[Stored data]
┌────────

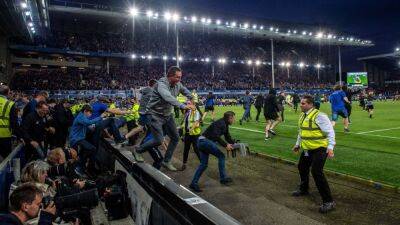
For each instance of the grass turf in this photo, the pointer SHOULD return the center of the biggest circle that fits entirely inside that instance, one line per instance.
(371, 150)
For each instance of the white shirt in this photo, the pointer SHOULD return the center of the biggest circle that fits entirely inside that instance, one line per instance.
(326, 127)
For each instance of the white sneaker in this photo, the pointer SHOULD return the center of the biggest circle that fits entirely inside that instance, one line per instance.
(169, 166)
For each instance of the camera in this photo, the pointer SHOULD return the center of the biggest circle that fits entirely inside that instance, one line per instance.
(46, 200)
(243, 148)
(66, 169)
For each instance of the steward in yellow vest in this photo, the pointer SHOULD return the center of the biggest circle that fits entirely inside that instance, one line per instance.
(196, 102)
(131, 120)
(76, 108)
(8, 121)
(192, 131)
(316, 139)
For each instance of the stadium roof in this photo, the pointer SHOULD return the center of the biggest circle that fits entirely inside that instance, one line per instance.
(266, 31)
(388, 61)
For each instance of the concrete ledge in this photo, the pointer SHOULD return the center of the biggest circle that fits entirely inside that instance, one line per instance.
(370, 183)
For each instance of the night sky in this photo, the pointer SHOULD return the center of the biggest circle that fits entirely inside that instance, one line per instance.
(376, 20)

└────────

Take the entries shown above and quote them verbatim, passing over the pictures.

> [Completed task]
For each instance of the grass turf in this photo, the pointer SHOULD return the center of the biggest circle that fits entirely inside that instance, one line per instance.
(371, 150)
For each instance of the white shirt in this photo, the pointer SHOULD return the center of the biggest circle that fits entirely inside that instance, one line per instance.
(326, 127)
For each instance of the white sneaker in this photo, the pointer SHOULD return the center of the biggest circle that fits entirely inside that instance, one line per instance.
(169, 166)
For each instance of the camera in this photo, the pointer SHOULD return the center of the biggest circle that fits entirely inside that instance, one line per instance.
(46, 200)
(243, 148)
(66, 169)
For each instance of the steward in yellow vest in this photo, the pointer SHOULD return the center of the biggest circle that fits entirely inside that instance, one line per instance.
(196, 102)
(131, 120)
(76, 108)
(8, 121)
(192, 131)
(316, 139)
For each instance of the stadium roof in this photo, the pointer SHOULD return the center of the biggest circle that fits entirely inside that instance, one line per instance.
(266, 31)
(388, 61)
For each instance of the concrete ledge in this photo, the pointer SHOULD return the center of the biggest circle that fits entirely inside that instance, one line per instance.
(370, 183)
For each instance of the night sky in this photo, the pointer SHOULD return the center of the biggest circle that fits entirely inside that instance, one line per instance.
(376, 20)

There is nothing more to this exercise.